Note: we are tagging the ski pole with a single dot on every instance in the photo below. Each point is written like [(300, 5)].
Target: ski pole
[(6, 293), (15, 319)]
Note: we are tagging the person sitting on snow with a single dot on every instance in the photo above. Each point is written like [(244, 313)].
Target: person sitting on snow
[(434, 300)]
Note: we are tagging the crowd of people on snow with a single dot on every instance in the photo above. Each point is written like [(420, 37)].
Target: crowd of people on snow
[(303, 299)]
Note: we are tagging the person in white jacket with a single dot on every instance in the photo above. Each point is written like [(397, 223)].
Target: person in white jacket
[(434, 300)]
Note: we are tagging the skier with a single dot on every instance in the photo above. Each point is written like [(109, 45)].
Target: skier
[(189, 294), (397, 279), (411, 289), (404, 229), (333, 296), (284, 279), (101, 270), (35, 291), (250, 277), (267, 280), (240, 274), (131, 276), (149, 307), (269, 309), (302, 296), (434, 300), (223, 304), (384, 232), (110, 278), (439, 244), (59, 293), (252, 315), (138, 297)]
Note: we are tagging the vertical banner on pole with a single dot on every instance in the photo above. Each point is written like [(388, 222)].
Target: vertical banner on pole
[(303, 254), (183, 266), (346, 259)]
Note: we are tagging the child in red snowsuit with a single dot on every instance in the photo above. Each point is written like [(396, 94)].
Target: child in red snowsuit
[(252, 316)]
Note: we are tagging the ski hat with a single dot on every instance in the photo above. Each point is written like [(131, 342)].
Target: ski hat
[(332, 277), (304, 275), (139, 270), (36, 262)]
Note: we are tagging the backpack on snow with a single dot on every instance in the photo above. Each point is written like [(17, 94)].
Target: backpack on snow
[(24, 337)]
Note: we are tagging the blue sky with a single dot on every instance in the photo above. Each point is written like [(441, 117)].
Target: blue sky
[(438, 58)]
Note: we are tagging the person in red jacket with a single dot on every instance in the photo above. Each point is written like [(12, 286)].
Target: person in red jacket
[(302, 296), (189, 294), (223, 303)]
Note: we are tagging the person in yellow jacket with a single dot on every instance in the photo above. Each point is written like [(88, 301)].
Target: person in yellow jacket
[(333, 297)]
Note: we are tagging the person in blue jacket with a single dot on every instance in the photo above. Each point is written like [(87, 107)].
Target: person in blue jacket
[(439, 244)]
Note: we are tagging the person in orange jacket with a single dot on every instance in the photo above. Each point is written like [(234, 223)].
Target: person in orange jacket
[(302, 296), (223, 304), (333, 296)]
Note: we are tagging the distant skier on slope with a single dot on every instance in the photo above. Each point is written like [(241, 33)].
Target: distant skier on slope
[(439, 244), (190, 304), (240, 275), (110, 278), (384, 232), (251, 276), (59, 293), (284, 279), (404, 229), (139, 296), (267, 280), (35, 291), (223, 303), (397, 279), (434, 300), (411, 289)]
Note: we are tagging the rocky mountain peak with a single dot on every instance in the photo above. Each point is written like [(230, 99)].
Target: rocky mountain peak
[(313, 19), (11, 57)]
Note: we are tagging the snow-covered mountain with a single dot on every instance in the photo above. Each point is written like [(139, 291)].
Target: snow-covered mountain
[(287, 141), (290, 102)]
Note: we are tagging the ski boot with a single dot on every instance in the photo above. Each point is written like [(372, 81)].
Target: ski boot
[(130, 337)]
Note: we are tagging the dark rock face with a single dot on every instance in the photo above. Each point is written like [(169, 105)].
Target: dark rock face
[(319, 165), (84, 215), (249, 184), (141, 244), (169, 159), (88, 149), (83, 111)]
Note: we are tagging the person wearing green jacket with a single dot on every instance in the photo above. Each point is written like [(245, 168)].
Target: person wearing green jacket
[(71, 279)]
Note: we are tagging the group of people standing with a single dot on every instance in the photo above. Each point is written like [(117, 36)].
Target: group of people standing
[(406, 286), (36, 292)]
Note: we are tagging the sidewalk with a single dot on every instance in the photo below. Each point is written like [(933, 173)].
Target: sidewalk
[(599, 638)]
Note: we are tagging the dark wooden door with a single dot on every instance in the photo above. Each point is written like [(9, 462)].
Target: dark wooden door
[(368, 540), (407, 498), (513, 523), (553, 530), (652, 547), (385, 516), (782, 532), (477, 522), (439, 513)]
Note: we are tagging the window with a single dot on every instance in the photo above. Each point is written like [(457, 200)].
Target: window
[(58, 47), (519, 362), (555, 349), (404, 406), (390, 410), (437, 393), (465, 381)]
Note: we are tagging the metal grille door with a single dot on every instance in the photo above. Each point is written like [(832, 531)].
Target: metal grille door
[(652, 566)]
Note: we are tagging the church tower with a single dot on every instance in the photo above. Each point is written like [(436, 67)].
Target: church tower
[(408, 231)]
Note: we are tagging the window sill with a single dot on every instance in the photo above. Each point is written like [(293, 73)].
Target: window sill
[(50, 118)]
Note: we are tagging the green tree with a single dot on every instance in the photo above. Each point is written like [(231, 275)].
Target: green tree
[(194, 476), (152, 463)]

==

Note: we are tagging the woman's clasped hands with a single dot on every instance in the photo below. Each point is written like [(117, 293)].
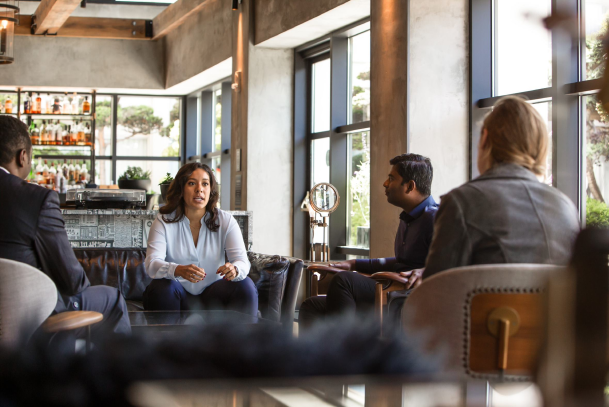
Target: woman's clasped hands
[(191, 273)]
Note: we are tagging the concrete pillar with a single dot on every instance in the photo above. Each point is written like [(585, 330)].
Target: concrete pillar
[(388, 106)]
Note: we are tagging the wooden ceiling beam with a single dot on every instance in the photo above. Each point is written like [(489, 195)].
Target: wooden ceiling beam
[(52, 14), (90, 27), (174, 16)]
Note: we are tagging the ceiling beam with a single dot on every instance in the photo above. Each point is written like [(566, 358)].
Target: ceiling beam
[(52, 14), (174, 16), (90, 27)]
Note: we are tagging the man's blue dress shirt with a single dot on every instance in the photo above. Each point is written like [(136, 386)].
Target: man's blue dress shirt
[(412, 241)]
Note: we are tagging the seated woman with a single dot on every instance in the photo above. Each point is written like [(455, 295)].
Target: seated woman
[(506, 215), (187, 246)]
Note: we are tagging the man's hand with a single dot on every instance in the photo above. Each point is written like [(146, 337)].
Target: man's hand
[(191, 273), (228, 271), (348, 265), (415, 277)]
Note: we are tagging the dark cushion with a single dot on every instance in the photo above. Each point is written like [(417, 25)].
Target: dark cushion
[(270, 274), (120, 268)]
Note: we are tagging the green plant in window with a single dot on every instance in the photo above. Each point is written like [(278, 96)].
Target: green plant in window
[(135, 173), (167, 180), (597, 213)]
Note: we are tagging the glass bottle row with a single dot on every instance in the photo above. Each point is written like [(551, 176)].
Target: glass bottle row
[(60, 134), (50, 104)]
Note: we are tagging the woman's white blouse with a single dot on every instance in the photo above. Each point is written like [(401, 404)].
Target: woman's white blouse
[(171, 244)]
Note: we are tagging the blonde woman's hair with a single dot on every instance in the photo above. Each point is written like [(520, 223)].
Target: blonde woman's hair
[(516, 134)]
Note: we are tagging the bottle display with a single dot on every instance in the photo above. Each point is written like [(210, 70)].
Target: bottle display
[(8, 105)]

Exercise instructions: Format the data above as a Markdown table with the columns Row and Line, covering only the lines from the one containing "Note: we are tagging the ski boot" through the one containing "[(130, 337)]", both included. Number each row, put the line itself under Line, and leave out blank lines.

Response:
| Row | Line |
|---|---|
| 1 | Note: we are tagging the ski boot with a single dot on every instance in the photo above. Each point is written like [(372, 81)]. |
| 2 | Target: ski boot |
| 3 | [(130, 337)] |